• [Source extract]:
- - - - - - -
On September 28, 2017, the inspectors observed an evaluated simulator scenario performed by an operating crew. The inspectors assessed the performance of the operators and the evaluators critique of their performance.

These activities constituted completion of one quarterly licensed operator requalification program sample, as defined in Inspection Procedure 71111.11.

b. Findings

No findings were identified.

.2 Review of Licensed Operator Performance

a. Inspection Scope

On August 7, 2017, the inspectors observed the performance of on-shift licensed operators in the Unit 1 main control room. At the time of the observations, the plant was in a period of heightened risk due to the replacement of a diesel generator hand switch.

The inspectors observed the operators performance of the pre-job brief, and the control room oversight and communications of the activity.

In addition, the inspectors assessed the operators adherence to plant procedures, including procedures 40DP-9OP02, Conduct of Shift Operations, and 01DP-0AP57, Sensitive Issues Awareness and Management.

These activities constituted completion of one quarterly licensed operator performance sample, as defined in Inspection Procedure 71111.11.

b. Findings

No findings were identified.
- - - - - - -
• [Data]:
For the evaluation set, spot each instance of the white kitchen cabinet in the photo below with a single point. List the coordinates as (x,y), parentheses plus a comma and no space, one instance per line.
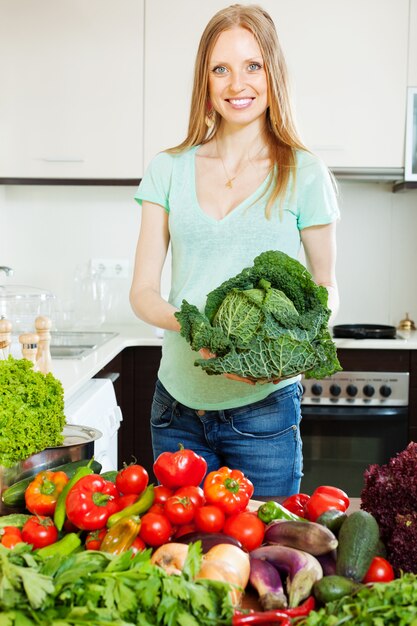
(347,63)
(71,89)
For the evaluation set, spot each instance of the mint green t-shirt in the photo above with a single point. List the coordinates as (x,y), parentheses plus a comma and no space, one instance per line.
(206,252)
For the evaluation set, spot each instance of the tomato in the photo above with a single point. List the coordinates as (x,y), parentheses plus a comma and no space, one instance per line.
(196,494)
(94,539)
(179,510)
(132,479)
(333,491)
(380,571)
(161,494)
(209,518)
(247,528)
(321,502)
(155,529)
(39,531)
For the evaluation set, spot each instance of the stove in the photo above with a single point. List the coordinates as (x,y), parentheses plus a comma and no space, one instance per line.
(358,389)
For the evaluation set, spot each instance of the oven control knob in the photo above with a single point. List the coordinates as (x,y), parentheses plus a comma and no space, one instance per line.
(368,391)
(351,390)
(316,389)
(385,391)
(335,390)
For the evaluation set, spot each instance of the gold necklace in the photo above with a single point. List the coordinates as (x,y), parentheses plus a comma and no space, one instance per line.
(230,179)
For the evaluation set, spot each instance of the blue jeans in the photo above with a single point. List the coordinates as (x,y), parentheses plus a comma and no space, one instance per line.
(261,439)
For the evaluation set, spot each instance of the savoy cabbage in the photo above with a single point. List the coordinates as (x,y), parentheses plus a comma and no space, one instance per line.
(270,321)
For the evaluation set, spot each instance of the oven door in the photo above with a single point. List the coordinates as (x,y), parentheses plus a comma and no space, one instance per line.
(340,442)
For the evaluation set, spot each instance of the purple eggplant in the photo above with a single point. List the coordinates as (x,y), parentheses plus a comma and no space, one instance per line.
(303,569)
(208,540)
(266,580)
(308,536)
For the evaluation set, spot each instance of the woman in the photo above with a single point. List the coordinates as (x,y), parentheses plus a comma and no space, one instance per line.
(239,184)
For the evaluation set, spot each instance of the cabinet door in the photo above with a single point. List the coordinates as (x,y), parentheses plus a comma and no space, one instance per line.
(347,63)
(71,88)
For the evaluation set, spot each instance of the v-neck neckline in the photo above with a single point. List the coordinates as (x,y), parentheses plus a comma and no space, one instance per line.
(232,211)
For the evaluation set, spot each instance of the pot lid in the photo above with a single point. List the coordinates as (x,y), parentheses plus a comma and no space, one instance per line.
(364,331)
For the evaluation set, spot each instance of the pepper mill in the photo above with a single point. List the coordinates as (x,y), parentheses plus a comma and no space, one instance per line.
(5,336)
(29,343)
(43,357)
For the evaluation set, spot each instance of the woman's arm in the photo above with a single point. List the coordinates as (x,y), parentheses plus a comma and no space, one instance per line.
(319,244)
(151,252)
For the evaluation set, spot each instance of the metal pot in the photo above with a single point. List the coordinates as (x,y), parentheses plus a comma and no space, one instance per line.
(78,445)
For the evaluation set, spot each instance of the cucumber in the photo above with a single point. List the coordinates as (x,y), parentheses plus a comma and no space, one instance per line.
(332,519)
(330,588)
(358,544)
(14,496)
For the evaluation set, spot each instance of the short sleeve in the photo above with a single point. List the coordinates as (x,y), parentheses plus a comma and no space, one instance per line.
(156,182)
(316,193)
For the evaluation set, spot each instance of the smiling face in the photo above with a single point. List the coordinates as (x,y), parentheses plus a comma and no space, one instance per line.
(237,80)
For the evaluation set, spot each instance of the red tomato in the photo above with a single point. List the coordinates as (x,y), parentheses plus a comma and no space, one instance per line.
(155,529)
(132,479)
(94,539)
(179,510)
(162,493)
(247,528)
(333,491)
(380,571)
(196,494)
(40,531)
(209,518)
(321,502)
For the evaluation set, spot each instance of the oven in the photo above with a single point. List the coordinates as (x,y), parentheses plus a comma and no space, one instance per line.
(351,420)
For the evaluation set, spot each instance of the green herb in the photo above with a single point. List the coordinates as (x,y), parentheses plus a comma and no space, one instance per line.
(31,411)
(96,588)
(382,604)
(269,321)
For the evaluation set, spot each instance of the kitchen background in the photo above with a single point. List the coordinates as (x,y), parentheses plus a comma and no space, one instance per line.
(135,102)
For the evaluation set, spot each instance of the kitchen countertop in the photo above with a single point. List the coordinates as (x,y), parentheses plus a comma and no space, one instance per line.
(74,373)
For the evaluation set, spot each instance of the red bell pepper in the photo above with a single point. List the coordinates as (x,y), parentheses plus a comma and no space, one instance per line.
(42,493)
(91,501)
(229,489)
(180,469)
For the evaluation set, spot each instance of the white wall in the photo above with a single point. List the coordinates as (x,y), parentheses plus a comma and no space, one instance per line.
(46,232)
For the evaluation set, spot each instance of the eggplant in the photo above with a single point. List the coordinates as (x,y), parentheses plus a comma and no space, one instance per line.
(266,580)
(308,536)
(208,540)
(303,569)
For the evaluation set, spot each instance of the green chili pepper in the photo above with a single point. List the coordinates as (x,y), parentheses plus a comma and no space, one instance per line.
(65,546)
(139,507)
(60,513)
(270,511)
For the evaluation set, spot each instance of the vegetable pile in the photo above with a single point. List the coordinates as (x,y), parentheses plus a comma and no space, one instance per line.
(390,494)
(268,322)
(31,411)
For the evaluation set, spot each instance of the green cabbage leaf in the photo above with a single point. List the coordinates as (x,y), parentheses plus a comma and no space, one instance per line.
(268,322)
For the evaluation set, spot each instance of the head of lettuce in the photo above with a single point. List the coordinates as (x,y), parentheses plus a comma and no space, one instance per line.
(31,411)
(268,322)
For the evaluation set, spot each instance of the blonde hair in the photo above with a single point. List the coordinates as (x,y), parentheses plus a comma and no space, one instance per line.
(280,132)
- - - - - - -
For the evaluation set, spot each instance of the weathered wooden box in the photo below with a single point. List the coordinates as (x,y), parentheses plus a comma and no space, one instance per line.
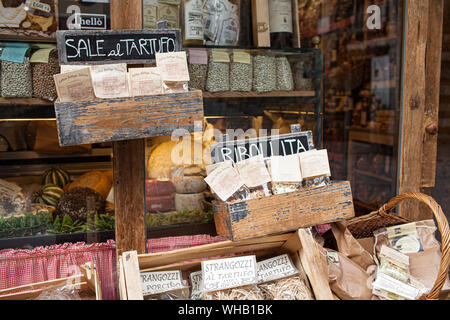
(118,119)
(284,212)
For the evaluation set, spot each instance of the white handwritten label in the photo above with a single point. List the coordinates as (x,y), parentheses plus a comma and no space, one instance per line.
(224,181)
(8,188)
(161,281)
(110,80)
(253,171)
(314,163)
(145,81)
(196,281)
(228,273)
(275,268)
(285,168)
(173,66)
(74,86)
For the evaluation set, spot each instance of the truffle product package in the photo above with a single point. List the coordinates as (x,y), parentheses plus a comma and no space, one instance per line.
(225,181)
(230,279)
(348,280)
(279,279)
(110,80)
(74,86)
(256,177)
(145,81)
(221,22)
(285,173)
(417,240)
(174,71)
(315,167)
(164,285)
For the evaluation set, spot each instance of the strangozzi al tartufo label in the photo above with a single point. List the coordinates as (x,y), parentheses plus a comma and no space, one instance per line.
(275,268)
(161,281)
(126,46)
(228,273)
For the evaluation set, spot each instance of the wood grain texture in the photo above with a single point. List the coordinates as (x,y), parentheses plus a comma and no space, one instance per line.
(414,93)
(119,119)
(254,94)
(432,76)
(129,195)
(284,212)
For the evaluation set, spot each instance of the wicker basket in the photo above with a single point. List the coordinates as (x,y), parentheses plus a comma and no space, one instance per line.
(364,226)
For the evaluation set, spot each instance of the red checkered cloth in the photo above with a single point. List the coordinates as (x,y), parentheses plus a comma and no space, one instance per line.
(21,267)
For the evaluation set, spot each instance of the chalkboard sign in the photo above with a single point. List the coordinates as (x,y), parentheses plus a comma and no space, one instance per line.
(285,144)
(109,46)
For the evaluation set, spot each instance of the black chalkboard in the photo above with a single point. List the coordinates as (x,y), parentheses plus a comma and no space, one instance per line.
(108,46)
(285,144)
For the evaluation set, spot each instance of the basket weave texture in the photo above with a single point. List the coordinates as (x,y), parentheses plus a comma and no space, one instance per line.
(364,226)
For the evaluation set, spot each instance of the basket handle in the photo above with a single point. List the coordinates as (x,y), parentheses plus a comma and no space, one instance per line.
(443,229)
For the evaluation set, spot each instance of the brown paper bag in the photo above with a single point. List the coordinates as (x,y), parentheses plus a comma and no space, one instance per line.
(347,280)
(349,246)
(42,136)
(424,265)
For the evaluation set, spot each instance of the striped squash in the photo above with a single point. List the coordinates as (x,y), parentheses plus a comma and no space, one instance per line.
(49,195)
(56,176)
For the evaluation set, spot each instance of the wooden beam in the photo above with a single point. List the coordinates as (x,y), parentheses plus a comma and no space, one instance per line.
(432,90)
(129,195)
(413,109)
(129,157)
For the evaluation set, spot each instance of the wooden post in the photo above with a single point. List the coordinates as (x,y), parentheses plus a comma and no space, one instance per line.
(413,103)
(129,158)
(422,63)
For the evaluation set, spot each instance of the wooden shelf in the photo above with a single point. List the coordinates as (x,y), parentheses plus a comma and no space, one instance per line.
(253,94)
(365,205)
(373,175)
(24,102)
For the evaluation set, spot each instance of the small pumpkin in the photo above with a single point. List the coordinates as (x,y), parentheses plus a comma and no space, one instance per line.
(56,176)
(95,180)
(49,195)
- - - - - - -
• [Job 1]:
List every procedure identifier that the inspection report excerpt mentions, counting each one once.
• [Job 2]:
Pick up the inspection report excerpt after its final line and write the next part in the same style.
The items have no connection to the inspection report excerpt.

• [Task output 1]:
71111.11, 40DP-9OP02, 01DP-0AP57

• [Task output 2]:
1R12 Maintenance Effectiveness

Routine Maintenance Effectiveness

a. Inspection Scope

The inspectors reviewed two instances of degraded performance or condition of safety-significant structures, systems, and components (SSCs):

  • September 11, 2017, Unit 1 diverse auxiliary feedwater B spurious trip The inspectors reviewed the extent of condition of possible common cause SSC failures and evaluated the adequacy of the licensees corrective actions. The inspectors reviewed the licensees work practices to evaluate whether these may have played a role in the degradation of the SSCs. The inspectors assessed the licensees characterization of the degradation in accordance with 10 CFR 50.65 (the Maintenance Rule), and verified that the licensee was appropriately tracking degraded performance and conditions in accordance with the Maintenance Rule.

These activities constituted completion of two maintenance effectiveness samples, as defined in Inspection Procedure 71111.12.

b. Findings

FIN 05000530/2017003-01, Failure to Initiate Corrective Actions for Thermography Tests

Introduction.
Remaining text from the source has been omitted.